**REQUIRED WORK:**
Every entry has to be restated word for word.

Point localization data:
┌──

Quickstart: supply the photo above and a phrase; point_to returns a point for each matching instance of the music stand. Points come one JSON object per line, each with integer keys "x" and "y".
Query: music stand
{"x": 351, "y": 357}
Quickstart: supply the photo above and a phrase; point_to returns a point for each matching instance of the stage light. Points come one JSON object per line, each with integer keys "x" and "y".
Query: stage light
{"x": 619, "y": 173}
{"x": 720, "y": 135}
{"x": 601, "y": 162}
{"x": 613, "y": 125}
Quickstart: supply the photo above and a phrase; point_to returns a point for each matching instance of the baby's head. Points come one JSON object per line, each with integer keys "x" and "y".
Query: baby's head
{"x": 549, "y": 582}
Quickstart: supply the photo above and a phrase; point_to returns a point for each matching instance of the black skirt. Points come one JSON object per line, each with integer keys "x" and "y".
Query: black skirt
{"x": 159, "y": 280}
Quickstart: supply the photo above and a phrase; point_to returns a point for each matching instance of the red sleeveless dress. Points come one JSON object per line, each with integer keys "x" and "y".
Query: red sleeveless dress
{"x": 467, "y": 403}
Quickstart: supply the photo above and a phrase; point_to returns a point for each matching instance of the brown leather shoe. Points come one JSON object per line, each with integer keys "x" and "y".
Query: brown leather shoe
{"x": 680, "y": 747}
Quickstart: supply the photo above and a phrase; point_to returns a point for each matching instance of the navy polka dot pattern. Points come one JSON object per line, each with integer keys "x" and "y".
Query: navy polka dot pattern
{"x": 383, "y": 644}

└──

**RESPONSE AREA:**
Quickstart: supply the photo above and a phrase; point_to returns a point for each matching instance of the music stand. Points come one JSON object per line, each with integer keys "x" and "y".
Query: music stand
{"x": 351, "y": 357}
Quickstart: supply the photo above and a phrase; point_to returns a point for each matching instance of the stage light. Points come one JSON object per line, each with integer keys "x" and "y".
Query: stage light
{"x": 619, "y": 173}
{"x": 720, "y": 135}
{"x": 601, "y": 162}
{"x": 613, "y": 125}
Quickstart: supply the photo above and a phrase; point_to returns a point for each matching instance of the baby's head. Points come one JSON object per line, each with integer keys "x" and "y".
Query: baby's head
{"x": 549, "y": 582}
Quickstart: supply the photo above and a phrase; point_to returns a point for each matching instance of the black skirt. Points come one JSON object per line, each with integer keys "x" and "y".
Query: black skirt
{"x": 159, "y": 280}
Quickstart: supply the photo above and a phrase; point_to returns a point for each matching instance of the red sleeveless dress. Points come one JSON object per line, each with integer keys "x" and "y".
Query: red sleeveless dress
{"x": 467, "y": 403}
Quickstart: supply the photo above and a phrase; point_to returns a point for each matching instance of the brown leather shoe. Points come one JSON object per line, each with integer keys "x" and "y".
Query: brown leather shoe
{"x": 680, "y": 747}
Quickstart: supply the photo above and a phrase; point_to returns a point for each matching instance of the navy polka dot pattern. Points come one JSON object per line, each with integer keys "x" and "y".
Query: navy polka dot pattern
{"x": 383, "y": 644}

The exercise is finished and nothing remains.